▶ [What you are asked to do] Write each line exactly as it stands, from the line containing "Q: Pick out each instance of the man in" through the end of the data.

Start of Exercise data

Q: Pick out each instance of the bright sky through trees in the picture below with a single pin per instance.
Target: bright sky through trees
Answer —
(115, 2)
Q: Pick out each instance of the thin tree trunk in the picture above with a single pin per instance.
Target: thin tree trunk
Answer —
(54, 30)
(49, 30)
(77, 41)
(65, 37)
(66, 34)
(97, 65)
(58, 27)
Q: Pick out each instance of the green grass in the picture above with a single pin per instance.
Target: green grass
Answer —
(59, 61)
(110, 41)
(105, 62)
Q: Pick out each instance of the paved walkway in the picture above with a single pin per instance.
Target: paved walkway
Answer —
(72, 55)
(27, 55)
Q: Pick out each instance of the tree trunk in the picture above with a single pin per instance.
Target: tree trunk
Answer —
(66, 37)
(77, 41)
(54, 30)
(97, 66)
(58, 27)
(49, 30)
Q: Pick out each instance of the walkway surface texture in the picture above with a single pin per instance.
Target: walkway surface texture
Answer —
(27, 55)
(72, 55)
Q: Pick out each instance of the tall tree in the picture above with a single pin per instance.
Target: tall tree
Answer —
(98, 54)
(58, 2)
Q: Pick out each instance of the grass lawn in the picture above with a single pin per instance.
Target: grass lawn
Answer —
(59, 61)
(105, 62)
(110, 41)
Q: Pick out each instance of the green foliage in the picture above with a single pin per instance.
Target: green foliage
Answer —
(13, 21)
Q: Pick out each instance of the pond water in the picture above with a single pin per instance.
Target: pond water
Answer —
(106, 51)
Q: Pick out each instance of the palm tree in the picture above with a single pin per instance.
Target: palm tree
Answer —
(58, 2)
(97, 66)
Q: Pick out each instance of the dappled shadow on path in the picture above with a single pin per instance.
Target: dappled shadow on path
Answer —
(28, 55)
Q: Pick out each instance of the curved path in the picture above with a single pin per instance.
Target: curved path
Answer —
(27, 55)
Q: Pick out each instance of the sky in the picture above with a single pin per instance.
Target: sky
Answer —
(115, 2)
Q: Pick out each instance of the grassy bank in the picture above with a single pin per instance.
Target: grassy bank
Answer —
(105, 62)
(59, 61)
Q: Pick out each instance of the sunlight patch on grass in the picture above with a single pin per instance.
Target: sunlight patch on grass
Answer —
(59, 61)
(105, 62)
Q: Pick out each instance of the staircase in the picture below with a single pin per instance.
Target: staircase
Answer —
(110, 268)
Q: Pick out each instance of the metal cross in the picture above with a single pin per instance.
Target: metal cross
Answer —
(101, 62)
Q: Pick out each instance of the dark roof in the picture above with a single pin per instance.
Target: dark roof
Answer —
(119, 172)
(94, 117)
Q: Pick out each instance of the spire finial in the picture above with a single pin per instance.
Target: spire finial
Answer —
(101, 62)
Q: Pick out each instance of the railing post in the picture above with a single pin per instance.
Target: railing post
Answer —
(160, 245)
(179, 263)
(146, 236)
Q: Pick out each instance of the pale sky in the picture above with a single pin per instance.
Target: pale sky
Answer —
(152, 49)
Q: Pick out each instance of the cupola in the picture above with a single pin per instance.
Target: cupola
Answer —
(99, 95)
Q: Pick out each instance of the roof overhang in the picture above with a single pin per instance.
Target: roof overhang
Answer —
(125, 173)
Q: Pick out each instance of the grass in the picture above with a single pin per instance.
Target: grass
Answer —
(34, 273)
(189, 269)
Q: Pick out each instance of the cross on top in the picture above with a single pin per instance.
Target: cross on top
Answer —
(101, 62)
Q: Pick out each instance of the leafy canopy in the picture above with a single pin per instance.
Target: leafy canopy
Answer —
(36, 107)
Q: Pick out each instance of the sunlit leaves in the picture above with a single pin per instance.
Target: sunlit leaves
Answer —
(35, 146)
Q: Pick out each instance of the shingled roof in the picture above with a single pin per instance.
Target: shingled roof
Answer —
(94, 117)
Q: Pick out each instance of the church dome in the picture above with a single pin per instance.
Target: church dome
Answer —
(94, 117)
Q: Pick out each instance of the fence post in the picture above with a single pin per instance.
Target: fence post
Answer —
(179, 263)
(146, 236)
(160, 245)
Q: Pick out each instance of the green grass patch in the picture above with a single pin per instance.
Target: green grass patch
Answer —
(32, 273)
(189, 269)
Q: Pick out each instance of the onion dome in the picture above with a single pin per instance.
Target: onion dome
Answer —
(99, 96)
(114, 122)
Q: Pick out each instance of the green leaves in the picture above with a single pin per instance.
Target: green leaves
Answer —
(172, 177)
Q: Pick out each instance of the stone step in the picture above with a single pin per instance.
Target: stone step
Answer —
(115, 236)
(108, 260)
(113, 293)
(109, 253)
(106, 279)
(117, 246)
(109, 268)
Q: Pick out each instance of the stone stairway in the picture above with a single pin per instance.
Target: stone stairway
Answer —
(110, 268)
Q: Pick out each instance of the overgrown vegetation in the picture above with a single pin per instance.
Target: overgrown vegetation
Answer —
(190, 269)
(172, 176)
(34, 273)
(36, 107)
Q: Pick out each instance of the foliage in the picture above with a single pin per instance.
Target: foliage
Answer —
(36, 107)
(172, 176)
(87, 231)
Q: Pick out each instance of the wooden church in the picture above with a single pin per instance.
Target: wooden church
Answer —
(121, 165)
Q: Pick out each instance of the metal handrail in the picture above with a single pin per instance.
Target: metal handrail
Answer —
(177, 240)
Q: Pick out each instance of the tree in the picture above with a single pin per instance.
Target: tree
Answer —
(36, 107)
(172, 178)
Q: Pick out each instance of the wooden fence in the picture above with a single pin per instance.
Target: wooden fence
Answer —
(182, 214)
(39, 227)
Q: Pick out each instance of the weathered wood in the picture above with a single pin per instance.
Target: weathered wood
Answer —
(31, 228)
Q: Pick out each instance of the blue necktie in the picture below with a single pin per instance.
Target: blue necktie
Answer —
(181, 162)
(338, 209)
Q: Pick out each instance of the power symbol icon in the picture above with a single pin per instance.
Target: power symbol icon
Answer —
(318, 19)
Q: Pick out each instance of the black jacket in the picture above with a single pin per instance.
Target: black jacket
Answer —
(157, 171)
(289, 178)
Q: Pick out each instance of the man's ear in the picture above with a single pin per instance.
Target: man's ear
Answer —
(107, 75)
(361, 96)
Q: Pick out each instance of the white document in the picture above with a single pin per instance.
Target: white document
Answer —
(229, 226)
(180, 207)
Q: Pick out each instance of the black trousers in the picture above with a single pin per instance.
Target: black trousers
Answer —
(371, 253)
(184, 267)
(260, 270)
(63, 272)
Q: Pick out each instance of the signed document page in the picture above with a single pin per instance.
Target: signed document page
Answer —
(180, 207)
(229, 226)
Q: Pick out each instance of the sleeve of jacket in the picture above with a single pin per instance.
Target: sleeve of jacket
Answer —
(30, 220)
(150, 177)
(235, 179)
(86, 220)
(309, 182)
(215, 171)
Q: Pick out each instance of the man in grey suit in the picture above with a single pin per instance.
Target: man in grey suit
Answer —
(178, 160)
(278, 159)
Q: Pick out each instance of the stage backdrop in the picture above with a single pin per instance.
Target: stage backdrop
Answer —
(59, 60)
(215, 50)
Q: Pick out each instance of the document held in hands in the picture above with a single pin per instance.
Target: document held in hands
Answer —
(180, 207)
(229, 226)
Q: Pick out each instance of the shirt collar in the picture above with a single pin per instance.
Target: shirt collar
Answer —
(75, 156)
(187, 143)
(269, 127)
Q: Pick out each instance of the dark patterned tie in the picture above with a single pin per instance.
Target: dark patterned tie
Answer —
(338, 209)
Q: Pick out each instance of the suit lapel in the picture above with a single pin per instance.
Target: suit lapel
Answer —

End of Exercise data

▶ [Output for this task]
Q: Pick out each instance of the man in grey suit in the picture above with a single pin per instance.
Target: man in grey suit
Answer —
(178, 160)
(278, 159)
Q: Pick out each instance of the stage backdrop in the picture above with a single pin per instance.
Target: stage backdrop
Answer —
(59, 60)
(215, 50)
Q: Pick out each instance of the document held in hands in the picture above with a single pin per instance.
Target: document held in hands
Answer —
(180, 207)
(229, 226)
Q: Pick out each instance of the shirt collar in the picture above with a single pin per instance.
Target: shirt collar
Answer —
(75, 156)
(187, 143)
(269, 127)
Q: Pick out each instance of the dark patterned tie in the picture above with a single pin per instance.
Target: dark patterned tie
Answer —
(338, 209)
Q: Pick out each instance of the suit lapel in the picture above with a single pin per instance.
Target: suit lapel
Answer —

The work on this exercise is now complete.